• Your instructions
Once you reach the line containing "<point>764,647</point>" in the entries below, write out that line and each one after it down to the line containing "<point>290,650</point>", exactly and with nothing added.

Data excerpts:
*** Begin section ***

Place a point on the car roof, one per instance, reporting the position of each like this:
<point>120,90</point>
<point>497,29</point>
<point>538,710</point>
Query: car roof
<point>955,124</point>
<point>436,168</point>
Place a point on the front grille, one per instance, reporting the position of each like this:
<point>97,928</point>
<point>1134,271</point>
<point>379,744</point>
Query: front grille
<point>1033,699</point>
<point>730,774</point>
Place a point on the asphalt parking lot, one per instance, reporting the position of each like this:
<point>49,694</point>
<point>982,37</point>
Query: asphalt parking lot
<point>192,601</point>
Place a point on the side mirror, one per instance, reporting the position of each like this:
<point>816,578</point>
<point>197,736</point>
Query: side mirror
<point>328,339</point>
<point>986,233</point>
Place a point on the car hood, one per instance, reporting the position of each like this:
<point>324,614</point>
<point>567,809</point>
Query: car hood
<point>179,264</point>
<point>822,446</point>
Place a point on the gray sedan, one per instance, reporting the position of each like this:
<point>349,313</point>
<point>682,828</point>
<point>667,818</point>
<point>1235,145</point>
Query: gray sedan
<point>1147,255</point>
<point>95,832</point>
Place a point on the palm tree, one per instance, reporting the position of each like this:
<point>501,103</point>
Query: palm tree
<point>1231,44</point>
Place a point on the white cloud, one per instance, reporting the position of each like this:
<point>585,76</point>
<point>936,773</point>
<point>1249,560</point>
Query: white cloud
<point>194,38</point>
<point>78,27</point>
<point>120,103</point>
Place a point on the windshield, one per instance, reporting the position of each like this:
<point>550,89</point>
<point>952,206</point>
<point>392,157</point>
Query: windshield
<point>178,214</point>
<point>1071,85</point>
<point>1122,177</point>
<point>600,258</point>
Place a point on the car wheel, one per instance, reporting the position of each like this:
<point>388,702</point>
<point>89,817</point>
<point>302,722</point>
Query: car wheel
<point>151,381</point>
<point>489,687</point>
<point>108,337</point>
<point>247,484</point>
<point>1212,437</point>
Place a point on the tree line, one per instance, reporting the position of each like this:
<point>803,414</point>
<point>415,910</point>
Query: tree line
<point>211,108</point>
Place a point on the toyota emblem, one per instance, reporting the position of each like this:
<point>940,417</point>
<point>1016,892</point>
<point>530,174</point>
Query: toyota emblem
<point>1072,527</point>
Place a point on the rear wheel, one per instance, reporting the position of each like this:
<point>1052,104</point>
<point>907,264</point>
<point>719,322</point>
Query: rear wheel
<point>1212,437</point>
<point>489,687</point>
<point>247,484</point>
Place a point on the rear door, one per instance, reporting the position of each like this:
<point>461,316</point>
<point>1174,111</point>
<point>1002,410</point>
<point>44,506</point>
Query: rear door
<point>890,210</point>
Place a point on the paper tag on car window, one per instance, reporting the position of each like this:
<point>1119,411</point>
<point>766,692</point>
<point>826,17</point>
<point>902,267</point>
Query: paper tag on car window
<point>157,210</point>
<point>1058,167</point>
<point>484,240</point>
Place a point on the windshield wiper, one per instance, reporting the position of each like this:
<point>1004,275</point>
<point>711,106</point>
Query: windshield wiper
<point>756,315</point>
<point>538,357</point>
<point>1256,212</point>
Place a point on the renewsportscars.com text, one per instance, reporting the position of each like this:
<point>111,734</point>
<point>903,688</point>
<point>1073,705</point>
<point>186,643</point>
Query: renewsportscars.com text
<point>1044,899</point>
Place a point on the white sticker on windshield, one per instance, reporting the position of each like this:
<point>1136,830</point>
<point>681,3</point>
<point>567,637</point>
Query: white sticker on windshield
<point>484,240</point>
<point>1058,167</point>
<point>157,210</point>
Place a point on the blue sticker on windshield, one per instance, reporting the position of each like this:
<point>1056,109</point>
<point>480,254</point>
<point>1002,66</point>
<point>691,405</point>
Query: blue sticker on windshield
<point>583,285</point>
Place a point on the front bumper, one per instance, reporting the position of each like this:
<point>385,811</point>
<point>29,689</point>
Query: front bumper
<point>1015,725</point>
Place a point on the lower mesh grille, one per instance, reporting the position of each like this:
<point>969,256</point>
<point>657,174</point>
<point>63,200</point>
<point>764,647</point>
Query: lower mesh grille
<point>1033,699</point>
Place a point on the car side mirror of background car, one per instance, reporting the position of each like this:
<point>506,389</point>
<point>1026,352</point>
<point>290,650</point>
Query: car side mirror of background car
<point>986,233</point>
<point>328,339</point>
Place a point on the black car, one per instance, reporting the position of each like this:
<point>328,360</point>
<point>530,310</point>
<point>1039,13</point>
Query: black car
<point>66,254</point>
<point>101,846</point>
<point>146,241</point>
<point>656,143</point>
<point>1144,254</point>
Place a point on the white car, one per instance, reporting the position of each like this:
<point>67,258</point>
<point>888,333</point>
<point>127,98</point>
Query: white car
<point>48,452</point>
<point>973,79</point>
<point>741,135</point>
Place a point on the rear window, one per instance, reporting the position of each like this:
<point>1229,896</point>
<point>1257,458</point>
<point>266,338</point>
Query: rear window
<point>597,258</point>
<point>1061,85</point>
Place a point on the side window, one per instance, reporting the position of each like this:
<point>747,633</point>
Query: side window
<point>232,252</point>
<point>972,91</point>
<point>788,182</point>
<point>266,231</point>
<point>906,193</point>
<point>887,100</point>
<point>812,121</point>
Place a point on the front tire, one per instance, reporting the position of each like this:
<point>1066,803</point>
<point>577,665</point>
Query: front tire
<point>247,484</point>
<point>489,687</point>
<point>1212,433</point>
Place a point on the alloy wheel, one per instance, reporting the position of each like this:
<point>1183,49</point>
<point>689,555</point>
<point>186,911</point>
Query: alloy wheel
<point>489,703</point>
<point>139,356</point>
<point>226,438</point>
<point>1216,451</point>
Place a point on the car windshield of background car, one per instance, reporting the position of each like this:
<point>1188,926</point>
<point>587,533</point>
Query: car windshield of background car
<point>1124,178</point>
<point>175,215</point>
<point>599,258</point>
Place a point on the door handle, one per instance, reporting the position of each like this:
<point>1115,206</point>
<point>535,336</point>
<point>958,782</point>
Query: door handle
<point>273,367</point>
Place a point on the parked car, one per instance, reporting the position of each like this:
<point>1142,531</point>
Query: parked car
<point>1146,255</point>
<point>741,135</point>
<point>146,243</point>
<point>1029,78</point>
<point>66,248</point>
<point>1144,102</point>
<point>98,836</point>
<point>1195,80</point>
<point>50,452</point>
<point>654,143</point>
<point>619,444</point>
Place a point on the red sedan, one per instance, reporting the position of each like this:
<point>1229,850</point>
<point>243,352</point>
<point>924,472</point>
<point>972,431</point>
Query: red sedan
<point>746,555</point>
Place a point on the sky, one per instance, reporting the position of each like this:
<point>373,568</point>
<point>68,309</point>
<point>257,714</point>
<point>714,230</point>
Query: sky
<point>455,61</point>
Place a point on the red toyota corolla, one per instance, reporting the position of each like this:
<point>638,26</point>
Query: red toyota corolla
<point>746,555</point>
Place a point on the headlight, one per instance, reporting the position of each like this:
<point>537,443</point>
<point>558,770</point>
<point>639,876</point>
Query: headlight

*** End section ***

• Task answer
<point>764,647</point>
Query: lower mesh grille
<point>1033,699</point>
Place a point on the car side mirror of background car, one per instance, reporting the position of each like this:
<point>506,389</point>
<point>1026,352</point>
<point>290,650</point>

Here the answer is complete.